* Supplied material
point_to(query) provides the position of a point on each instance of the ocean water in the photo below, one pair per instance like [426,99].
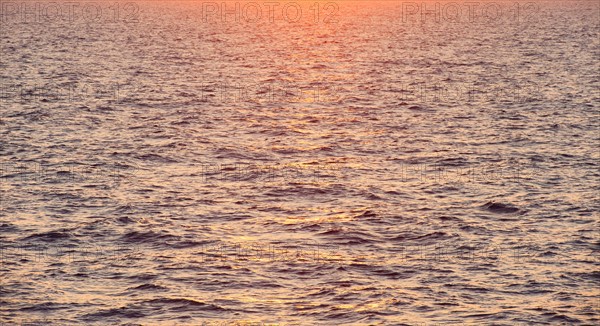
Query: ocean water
[299,163]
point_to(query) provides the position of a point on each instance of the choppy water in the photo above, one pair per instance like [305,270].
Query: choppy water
[352,164]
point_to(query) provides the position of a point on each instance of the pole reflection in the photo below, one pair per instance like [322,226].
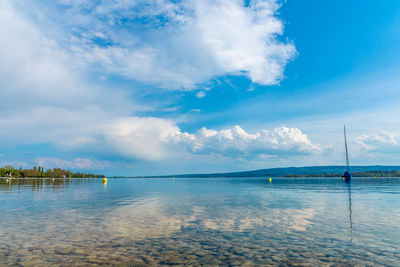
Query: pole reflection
[350,211]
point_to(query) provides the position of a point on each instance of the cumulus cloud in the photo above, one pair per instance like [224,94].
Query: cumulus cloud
[237,141]
[155,139]
[147,138]
[46,98]
[383,141]
[78,163]
[174,44]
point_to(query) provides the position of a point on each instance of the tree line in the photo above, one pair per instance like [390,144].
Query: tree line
[39,171]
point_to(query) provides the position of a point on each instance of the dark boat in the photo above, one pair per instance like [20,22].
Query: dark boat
[346,175]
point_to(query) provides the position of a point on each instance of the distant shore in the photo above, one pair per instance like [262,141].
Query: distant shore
[41,172]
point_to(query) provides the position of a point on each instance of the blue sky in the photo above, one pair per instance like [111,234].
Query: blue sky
[161,87]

* Task to complete
Retype every row above word for word, omitting the pictures.

* The completed task
point_to(query) provides the position of a point on each instance of the ocean water in the photo below, one pair per instance like [426,99].
Query: ocean water
[299,163]
point_to(query) provides the position of a point on each instance of the choppy water in the photo above, one pair per instance like [305,270].
Query: choppy water
[352,164]
point_to(query) provides the position of a point on each instance of the pole reflection in the photo below, one pair per instance like [322,226].
Query: pole reflection
[350,211]
point_to(query) provides the position of a point on each instance of the cumulus cloud in the photo above, one pair per instance like [224,94].
Query: cumulus cloud
[237,141]
[155,139]
[147,138]
[46,98]
[383,141]
[78,163]
[174,44]
point_to(query) provides the position of a point on each instance of the tree line in the photo above, one pair per instance like [390,144].
Query: tree line
[39,171]
point_to(query) provides the position of a point on each instance of the dark boat in the photo above, one pair per instance like [20,22].
Query: dark boat
[346,175]
point_to(query) provides the position of a point on each instance of the distant shore in the photo above, one pair per instance like [262,141].
Query: distant shore
[41,172]
point_to(query) provides the position of a point on each instance of the blue sky in the photo above, one pair per instance like [111,234].
Query: blue sky
[161,87]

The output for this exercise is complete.